____ Passage shown
Ethel Greenglass Rosenberg (1915-1953) and Julius Rosenberg (1918-1953) were American Communists who captured and maintained world attention after being tried, convicted, and executed for spying for the Soviet Union. The accuracy of these charges remains controversial, though decades later, Soviet communications decrypted by the VENONA project became publicly available and appeared to indicate that at least Julius Rosenberg was actively involved in espionage (although they provided no new evidence that he performed the specific acts of espionage for which he was convicted).

The couple were the only two American civilians to be executed for conspiracy to commit espionage during the Cold War. In imposing the death penalty, Judge Irving Kaufman noted that he held them responsible not only for espionage but also for the deaths of the Korean War:

I believe your conduct in putting into the hands of the Russians the A-bomb [...] has already caused, in my opinion, the Communist aggression in Korea, with the resultant casualties exceeding 50,000 and who knows but that millions more of innocent people may pay the price of your treason.

Their case has been at the center of the controversy over communism in the United States ever since, with supporters steadfastly maintaining that their conviction was an egregious example of persecution typical of the "hysteria" of those times (see Red Scare, McCarthyism) and likening it to the witch hunts that marred Salem and medieval Europe.

To the very end, the couple denied all charges and insisted they were innocent, but they were executed in New York's Sing Sing in 1953, despite protests in the United States and abroad. The Rosenbergs were convicted under the Espionage Act of 1917 of "conspiring to commit espionage in wartime" and sentenced to death, despite the fact that the US was not at war with the Soviet Union at the time of the alleged offences[1].
________
____ Listed entries
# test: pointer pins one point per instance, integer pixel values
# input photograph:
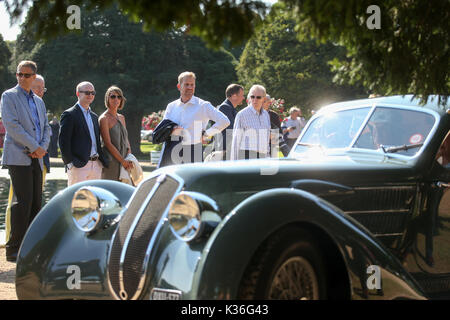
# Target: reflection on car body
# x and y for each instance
(365, 188)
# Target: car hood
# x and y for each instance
(239, 179)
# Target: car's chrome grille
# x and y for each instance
(127, 258)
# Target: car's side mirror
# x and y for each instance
(444, 175)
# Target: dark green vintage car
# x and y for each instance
(360, 209)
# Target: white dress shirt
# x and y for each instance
(251, 131)
(194, 116)
(298, 123)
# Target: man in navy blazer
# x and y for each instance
(79, 138)
(234, 96)
(27, 137)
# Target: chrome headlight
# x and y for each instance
(90, 205)
(191, 214)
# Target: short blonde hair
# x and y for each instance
(118, 91)
(27, 64)
(186, 74)
(293, 109)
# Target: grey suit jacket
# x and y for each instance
(20, 128)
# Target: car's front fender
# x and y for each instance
(59, 261)
(234, 242)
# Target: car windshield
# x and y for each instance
(389, 130)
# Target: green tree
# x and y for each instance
(409, 53)
(212, 20)
(297, 71)
(6, 78)
(111, 50)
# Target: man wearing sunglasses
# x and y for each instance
(251, 131)
(79, 138)
(191, 115)
(27, 138)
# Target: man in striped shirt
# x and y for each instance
(251, 131)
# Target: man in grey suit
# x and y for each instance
(27, 137)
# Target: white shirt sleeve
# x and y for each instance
(237, 137)
(220, 119)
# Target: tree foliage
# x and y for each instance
(297, 71)
(213, 20)
(111, 50)
(410, 53)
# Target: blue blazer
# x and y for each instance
(74, 138)
(20, 128)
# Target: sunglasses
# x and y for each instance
(26, 75)
(88, 92)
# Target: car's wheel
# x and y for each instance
(287, 266)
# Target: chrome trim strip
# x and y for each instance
(379, 211)
(387, 234)
(122, 213)
(162, 221)
(160, 179)
(412, 187)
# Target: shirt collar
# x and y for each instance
(193, 100)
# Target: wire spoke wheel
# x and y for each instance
(295, 280)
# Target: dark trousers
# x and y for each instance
(27, 184)
(192, 153)
(249, 154)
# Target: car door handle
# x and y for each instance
(441, 184)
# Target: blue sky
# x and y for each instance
(10, 33)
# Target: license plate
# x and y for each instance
(165, 294)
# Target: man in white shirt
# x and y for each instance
(192, 115)
(251, 131)
(293, 126)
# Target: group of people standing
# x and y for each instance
(92, 147)
(253, 132)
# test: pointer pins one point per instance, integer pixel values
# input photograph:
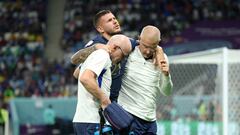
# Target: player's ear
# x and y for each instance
(100, 29)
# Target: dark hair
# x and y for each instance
(99, 15)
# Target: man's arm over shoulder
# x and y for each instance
(94, 65)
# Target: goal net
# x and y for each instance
(206, 95)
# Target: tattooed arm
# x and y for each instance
(81, 55)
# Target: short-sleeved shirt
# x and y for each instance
(98, 62)
(117, 70)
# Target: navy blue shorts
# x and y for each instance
(85, 128)
(142, 127)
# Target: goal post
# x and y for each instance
(205, 94)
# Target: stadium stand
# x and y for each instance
(26, 72)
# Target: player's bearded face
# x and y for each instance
(110, 25)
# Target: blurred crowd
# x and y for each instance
(24, 71)
(172, 17)
(204, 111)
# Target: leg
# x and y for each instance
(85, 128)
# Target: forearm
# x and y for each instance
(166, 85)
(76, 72)
(81, 55)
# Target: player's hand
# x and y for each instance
(102, 46)
(105, 101)
(160, 61)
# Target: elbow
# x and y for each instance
(84, 79)
(168, 90)
(73, 61)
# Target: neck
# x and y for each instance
(106, 36)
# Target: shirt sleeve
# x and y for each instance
(98, 61)
(166, 84)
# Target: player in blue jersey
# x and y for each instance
(107, 26)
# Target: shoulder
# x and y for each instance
(96, 39)
(100, 53)
(134, 43)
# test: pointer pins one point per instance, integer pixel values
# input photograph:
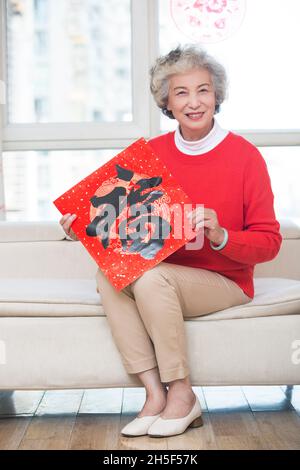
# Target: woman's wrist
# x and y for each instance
(223, 243)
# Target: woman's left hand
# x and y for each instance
(207, 218)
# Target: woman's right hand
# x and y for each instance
(66, 222)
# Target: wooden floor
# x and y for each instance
(234, 418)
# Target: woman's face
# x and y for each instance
(192, 102)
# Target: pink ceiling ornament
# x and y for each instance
(208, 21)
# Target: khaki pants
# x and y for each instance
(147, 317)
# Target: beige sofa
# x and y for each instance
(54, 333)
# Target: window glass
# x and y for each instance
(33, 180)
(69, 61)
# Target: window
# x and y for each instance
(76, 76)
(66, 39)
(34, 179)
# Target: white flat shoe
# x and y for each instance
(173, 426)
(139, 426)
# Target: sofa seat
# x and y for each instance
(78, 298)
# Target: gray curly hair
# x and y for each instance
(181, 60)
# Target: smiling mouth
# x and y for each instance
(195, 116)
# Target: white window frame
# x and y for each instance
(89, 135)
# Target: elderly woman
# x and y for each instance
(228, 176)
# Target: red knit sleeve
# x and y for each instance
(260, 240)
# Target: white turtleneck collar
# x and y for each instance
(197, 147)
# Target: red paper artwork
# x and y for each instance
(131, 213)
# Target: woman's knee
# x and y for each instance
(154, 277)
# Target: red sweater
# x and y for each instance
(233, 180)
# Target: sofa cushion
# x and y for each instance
(78, 298)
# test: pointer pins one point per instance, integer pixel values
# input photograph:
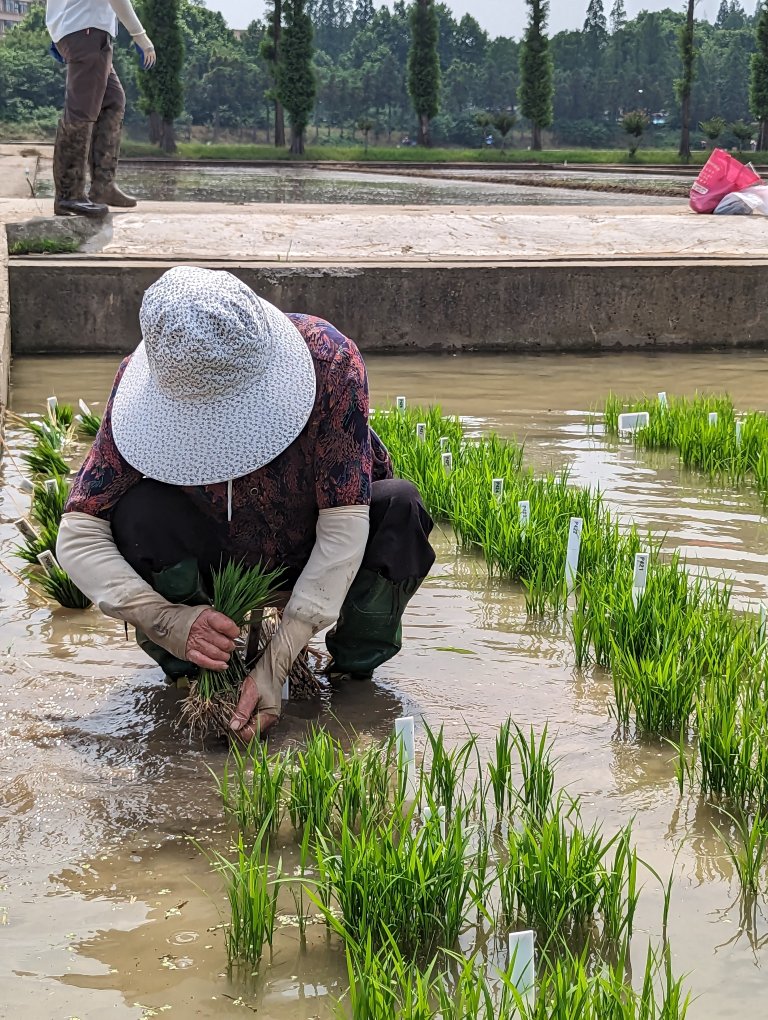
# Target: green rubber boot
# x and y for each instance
(183, 585)
(369, 627)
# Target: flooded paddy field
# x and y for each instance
(298, 185)
(107, 910)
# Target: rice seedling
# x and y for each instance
(238, 592)
(444, 775)
(402, 880)
(253, 787)
(313, 782)
(747, 851)
(37, 541)
(534, 797)
(253, 886)
(57, 584)
(44, 459)
(715, 448)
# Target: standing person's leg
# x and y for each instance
(397, 559)
(173, 547)
(105, 148)
(89, 59)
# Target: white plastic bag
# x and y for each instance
(745, 203)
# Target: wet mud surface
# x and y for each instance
(107, 909)
(297, 185)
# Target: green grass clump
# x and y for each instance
(419, 901)
(58, 584)
(238, 591)
(716, 450)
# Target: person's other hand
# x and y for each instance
(248, 722)
(211, 641)
(146, 46)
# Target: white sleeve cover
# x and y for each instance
(87, 551)
(126, 16)
(317, 597)
(322, 585)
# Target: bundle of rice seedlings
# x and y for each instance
(88, 422)
(48, 502)
(44, 459)
(58, 584)
(61, 415)
(36, 542)
(238, 592)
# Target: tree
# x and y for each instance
(536, 85)
(743, 132)
(634, 125)
(685, 83)
(618, 16)
(270, 52)
(423, 65)
(296, 80)
(504, 122)
(596, 23)
(161, 89)
(759, 78)
(713, 128)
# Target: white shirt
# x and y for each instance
(65, 16)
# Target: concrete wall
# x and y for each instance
(93, 306)
(4, 333)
________
Work to do:
**A)** Answer these questions using the passage on the Rosenbergs:
(i) Which judge imposed the death penalty on the couple?
(ii) In which prison were they executed?
(iii) Under which law were they convicted?
**B)** Rewrite the stretch of the passage on the Rosenbergs from "I believe your" through "and medieval Europe.", changing "witch hunts" to "heresy trials".
**C)** Pick up the passage on the Rosenbergs after its final sentence and continue it.
The records have no connection to the passage on the Rosenbergs.

Answers provided:
**A)**
(i) Judge Irving Kaufman
(ii) Sing Sing, in New York
(iii) The Espionage Act of 1917

**B)**
I believe your conduct in putting into the hands of the Russians the A-bomb [...] has already caused, in my opinion, the Communist aggression in Korea, with the resultant casualties exceeding 50,000 and who knows but that millions more of innocent people may pay the price of your treason.

Their case has been at the center of the controversy over communism in the United States ever since, with supporters steadfastly maintaining that their conviction was an egregious example of persecution typical of the "hysteria" of those times (see Red Scare, McCarthyism) and likening it to the heresy trials that marred Salem and medieval Europe.

**C)**
At the time, some Americans believed both Rosenbergs were innocent or received too harsh a punishment, and a grass-roots campaign was started to try to stop the couple's execution. Other Americans felt that the couple got what they deserved. Pope Pius XII appealed to President Dwight D. Eisenhower to spare the couple, but he refused on February 11, 1953 and all other appeals were also unsuccessful. The couple were executed by the electric chair on June 19, 1953. Reports of the execution state that Julius died after the first application of electricity, but Ethel did not succumb immediately and was subjected to two more electrical charges before being pronounced dead. The chair was designed for a man, and Ethel Rosenberg was a petite woman.

Julius Rosenberg was born on May 12, 1918 in New York. He graduated from the City College of New York with a degree in electrical engineering in 1939 and in 1940 joined the Army Signal Corps where he worked on radar equipment. He became a leader in the Young Communist League, where he met Ethel in 1936, before marrying Ethel three years later.

Ethel Rosenberg was born on September 28, 1915 in New York. She was an aspiring actress and singer, but eventually took a secretary job at a shipping company. She became involved in labor disputes and joined the Young Communist League, where she first met Julius. The Rosenbergs had two sons.


Trial and conviction

They were convicted of conspiring to steal US atomic secrets for the Soviet Union, yet supporters regarded the prosecution's case as flimsy, as it rested mainly on the testimony of Sgt. David Greenglass, Ethel Rosenberg's younger brother and himself a convicted spy. Greenglass, who worked as a machinist on the atomic bomb at the top-secret Los Alamos laboratory during the World War II Manhattan Project, had been convicted of giving the Soviets information about nuclear research. He was spared execution in exchange for his testimony. He spent 10 years in prison and was released in 1960, and has lived under an assumed name since his release. Decades later, in late 2001, Greenglass admitted that he had committed perjury and falsely implicated his sister Ethel. Greenglass said he chose to turn in his sister in order to protect his wife and children.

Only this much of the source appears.